**Detection rows**
⁂

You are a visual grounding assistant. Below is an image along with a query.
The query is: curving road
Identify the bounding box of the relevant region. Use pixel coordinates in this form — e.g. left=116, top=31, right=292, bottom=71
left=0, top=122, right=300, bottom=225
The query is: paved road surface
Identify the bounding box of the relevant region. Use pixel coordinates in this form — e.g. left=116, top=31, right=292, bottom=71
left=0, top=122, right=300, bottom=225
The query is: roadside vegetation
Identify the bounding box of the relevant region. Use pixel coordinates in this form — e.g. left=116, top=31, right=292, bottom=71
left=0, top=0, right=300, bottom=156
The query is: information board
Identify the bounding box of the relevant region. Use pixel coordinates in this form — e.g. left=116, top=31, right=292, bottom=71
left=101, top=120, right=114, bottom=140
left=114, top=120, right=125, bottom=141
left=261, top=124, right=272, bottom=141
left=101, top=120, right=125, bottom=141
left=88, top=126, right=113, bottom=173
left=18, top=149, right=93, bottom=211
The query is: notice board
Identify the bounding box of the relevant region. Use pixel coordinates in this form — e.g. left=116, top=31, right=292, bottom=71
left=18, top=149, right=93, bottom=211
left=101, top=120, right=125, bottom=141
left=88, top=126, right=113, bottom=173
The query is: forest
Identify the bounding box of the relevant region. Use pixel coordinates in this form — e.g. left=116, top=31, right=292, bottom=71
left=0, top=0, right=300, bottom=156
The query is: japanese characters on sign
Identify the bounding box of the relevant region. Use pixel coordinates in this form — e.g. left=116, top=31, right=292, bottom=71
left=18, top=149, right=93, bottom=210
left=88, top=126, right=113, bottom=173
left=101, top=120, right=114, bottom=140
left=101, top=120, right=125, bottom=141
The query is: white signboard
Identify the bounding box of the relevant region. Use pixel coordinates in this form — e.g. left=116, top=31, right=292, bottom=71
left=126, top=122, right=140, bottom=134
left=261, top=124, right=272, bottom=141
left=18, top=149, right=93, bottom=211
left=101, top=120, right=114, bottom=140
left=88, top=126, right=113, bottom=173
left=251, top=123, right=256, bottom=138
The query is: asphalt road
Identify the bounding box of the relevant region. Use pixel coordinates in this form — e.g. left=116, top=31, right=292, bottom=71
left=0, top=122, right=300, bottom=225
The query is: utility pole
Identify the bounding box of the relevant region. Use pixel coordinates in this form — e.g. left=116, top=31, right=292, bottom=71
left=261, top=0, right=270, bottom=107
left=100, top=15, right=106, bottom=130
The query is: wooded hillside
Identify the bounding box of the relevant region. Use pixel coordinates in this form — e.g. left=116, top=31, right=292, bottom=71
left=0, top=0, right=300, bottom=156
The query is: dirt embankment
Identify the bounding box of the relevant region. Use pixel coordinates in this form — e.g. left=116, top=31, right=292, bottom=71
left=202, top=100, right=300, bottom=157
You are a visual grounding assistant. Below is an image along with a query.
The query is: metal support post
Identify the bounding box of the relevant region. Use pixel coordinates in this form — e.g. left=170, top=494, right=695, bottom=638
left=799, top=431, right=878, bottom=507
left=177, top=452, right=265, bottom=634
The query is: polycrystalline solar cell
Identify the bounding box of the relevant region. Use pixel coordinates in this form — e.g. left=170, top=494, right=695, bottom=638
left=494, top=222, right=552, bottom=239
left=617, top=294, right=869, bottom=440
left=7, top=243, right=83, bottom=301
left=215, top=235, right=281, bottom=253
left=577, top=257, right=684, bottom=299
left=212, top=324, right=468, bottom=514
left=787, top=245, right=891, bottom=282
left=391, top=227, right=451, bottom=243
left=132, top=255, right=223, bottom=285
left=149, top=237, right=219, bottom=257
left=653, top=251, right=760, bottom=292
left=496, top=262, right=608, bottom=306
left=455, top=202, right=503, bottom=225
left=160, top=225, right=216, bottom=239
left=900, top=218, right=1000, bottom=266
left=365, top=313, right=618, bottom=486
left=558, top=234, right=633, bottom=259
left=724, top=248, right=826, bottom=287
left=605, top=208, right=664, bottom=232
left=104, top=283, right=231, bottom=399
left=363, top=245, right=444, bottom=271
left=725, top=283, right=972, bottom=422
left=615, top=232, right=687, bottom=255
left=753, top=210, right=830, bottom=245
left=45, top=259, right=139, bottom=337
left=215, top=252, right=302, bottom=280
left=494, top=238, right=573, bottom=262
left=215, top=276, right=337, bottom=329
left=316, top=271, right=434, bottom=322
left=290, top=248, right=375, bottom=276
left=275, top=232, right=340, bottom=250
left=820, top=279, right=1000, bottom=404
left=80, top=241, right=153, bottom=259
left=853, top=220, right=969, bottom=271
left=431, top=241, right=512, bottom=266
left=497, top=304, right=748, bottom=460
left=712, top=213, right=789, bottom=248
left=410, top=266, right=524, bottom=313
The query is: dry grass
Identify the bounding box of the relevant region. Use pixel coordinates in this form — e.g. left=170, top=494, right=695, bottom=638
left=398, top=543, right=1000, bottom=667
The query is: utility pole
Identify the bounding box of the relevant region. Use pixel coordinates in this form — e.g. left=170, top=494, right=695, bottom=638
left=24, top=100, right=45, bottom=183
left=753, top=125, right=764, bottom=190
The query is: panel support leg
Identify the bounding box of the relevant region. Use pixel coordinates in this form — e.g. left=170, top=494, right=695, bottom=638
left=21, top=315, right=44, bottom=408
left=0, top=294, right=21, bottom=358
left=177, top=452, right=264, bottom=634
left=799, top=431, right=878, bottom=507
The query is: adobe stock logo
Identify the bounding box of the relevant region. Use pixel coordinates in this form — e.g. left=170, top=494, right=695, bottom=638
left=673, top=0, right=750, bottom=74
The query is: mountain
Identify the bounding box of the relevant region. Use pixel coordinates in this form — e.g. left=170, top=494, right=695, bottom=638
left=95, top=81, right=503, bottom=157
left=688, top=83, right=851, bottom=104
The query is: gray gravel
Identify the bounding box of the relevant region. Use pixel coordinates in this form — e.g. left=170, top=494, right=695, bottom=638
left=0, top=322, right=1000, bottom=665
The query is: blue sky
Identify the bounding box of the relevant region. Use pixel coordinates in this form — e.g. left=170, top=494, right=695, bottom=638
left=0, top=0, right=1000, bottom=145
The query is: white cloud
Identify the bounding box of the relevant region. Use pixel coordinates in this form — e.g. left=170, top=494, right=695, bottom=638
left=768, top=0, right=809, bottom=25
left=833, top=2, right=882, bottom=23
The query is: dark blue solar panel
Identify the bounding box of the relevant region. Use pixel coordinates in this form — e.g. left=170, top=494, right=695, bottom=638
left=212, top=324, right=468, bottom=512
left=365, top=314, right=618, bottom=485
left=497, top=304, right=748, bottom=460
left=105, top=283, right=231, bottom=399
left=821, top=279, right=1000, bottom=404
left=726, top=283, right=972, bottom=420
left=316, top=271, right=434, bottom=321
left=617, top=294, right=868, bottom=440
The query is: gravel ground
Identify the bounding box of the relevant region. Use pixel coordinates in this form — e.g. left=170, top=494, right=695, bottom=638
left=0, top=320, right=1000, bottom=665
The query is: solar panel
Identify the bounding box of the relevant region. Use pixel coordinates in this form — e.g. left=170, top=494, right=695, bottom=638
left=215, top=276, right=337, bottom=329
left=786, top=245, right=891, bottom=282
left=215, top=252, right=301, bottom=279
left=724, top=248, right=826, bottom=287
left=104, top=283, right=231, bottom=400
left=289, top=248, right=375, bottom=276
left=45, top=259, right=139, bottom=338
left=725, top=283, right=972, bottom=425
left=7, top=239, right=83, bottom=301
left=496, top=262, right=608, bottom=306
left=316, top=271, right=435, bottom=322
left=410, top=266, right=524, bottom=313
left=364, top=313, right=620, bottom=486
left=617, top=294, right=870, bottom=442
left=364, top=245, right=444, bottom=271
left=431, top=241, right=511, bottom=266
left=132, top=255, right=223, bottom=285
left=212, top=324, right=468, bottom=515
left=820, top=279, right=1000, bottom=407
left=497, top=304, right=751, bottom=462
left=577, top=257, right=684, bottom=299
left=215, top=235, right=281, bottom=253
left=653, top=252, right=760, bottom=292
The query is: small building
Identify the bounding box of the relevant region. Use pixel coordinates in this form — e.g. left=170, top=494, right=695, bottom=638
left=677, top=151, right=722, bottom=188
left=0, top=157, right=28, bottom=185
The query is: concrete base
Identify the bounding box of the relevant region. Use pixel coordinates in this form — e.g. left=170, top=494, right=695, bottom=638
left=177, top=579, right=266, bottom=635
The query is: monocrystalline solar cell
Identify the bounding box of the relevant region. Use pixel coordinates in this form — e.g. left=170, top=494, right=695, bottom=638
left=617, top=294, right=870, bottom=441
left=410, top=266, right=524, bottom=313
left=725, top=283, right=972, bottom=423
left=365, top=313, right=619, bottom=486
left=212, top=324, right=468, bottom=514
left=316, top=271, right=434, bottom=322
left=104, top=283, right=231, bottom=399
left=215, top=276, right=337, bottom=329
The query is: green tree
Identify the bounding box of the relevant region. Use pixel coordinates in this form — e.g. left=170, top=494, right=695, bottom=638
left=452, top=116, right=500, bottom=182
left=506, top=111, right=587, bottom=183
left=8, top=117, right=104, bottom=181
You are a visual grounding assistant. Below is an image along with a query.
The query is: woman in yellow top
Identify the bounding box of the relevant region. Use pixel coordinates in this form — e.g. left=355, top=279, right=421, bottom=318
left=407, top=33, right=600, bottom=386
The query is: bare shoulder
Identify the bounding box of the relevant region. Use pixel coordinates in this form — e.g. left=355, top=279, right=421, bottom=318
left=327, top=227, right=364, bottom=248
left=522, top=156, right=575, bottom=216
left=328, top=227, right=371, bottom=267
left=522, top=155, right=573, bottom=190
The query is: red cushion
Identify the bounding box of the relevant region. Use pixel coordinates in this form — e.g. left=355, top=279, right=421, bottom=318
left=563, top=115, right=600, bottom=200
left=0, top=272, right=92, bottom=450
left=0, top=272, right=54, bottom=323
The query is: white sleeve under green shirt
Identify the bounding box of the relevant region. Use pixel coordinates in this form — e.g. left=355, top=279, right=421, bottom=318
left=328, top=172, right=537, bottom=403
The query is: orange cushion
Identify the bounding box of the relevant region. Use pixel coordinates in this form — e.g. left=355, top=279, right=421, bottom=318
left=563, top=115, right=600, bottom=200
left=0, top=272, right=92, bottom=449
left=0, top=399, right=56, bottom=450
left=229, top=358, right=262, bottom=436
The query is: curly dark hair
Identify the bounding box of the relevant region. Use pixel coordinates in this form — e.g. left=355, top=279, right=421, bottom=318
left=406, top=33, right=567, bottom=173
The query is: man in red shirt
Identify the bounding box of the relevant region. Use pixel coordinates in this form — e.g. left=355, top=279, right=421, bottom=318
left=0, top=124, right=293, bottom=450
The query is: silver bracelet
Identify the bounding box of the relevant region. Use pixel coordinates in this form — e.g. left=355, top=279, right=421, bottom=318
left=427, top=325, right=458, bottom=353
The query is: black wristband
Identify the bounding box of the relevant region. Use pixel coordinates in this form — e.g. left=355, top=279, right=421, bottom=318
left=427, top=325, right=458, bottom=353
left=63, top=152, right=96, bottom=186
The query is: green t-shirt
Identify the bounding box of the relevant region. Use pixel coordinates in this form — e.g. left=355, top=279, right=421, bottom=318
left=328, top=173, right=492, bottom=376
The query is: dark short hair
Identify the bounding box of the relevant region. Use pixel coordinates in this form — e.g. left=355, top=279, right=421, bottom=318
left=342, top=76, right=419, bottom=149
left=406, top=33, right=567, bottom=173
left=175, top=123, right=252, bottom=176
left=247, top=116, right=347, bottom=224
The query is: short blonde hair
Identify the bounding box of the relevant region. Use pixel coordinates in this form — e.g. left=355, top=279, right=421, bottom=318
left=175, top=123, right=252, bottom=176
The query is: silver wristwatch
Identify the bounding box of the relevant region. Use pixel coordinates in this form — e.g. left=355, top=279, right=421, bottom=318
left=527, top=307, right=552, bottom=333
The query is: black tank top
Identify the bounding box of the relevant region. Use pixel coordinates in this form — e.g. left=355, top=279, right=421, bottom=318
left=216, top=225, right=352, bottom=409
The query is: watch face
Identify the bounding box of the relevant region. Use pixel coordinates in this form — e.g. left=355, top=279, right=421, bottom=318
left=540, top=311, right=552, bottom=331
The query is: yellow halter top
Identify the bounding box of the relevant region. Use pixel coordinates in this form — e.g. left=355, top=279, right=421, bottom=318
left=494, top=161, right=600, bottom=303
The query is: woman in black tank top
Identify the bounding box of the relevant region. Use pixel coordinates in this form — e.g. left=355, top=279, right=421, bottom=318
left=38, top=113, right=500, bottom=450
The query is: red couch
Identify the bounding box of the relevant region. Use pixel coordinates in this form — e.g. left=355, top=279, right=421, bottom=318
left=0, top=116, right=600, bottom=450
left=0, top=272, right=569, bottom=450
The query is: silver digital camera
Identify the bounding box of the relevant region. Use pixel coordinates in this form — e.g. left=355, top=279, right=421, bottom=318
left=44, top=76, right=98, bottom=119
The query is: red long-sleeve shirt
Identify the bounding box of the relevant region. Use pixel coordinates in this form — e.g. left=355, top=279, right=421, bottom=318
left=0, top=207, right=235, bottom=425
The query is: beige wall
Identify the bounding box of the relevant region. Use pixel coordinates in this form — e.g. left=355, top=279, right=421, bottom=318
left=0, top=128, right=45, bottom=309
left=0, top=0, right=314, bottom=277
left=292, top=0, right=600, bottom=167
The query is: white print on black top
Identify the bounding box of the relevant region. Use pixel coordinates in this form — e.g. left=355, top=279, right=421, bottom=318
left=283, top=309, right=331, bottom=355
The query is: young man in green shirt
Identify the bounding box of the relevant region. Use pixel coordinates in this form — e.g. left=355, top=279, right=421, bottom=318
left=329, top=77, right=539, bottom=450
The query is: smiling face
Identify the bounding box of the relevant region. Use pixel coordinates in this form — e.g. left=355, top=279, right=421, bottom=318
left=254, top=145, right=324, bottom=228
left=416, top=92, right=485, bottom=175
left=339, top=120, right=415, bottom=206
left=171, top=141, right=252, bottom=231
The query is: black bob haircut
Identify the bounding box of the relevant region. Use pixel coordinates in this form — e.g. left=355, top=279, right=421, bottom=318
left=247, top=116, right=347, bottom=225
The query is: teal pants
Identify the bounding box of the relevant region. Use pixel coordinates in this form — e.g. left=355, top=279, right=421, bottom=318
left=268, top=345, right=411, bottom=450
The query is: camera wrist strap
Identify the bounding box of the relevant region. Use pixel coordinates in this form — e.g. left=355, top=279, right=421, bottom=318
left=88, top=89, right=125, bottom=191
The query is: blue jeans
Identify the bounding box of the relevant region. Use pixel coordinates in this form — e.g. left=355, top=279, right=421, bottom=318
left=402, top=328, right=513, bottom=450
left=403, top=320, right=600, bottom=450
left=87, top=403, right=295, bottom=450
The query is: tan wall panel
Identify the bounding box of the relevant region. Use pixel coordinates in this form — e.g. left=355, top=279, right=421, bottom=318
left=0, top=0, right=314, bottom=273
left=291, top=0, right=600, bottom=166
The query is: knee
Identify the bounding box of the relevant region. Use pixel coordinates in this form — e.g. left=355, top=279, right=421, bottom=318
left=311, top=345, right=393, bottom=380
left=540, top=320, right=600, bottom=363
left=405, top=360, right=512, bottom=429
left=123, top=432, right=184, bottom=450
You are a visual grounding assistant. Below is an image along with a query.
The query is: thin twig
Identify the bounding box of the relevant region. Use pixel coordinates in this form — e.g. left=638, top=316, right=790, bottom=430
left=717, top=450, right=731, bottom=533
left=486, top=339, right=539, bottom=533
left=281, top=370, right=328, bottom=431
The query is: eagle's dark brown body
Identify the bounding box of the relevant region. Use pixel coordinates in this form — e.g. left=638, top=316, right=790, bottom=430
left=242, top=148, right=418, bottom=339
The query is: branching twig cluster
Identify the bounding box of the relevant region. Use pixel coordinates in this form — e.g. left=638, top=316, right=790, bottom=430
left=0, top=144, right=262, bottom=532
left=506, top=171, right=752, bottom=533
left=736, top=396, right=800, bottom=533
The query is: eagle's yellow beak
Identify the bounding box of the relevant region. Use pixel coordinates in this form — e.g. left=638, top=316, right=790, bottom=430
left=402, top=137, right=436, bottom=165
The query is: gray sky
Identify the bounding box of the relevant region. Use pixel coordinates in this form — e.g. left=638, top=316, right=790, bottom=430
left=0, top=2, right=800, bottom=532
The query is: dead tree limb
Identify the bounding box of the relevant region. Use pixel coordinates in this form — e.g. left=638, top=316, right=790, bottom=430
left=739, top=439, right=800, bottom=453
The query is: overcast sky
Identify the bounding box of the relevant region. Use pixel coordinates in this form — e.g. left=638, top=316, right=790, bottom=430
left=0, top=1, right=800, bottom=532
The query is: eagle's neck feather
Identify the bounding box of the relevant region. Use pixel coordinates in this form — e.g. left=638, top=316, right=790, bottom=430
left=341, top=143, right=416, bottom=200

⁂

**YOUR INSTRUCTIONS**
Recast the portion of the rows from the line containing "The query is: eagle's dark brown body" through the final line as a Markdown table with the columns No. and Line, numbering each line and omitting any blank lines.

**WRITTEN ANSWER**
| No. | Line |
|---|---|
| 1 | The query is: eagle's dark brown body |
| 2 | Identify the bounding box of the relevant region. Use pixel coordinates in this form — e.g. left=638, top=316, right=790, bottom=430 |
| 3 | left=242, top=148, right=418, bottom=339 |
| 4 | The query is: branching twig cluster |
| 5 | Identify the bounding box of the relevant region. Use pixel coordinates in this form — e.g. left=638, top=316, right=790, bottom=430 |
| 6 | left=0, top=144, right=262, bottom=532 |
| 7 | left=506, top=171, right=752, bottom=533 |
| 8 | left=736, top=396, right=800, bottom=533 |
| 9 | The query is: eagle's yellow beak |
| 10 | Identify the bounding box of the relevant region. Use pixel coordinates in this form — e.g. left=638, top=316, right=790, bottom=430 |
| 11 | left=402, top=137, right=436, bottom=165 |
| 12 | The query is: gray sky |
| 13 | Identify the bounding box of the relevant region. Use pixel coordinates in this form — e.g. left=638, top=316, right=790, bottom=430 |
| 14 | left=0, top=2, right=800, bottom=532 |
| 15 | The query is: dead tree limb |
| 16 | Identify the bounding box of the relevant region. Use pixel coordinates in this form — e.g. left=638, top=316, right=790, bottom=430 |
| 17 | left=739, top=439, right=800, bottom=453 |
| 18 | The query is: overcast sky |
| 19 | Identify the bounding box of the relevant region. Use pixel coordinates in this form — e.g. left=638, top=316, right=790, bottom=430 |
| 20 | left=0, top=1, right=800, bottom=532 |
| 21 | The query is: eagle's neck feather |
| 22 | Identify the bounding box of the relevant region. Use pixel coordinates in this form — e.g. left=638, top=316, right=790, bottom=430 |
| 23 | left=341, top=143, right=416, bottom=200 |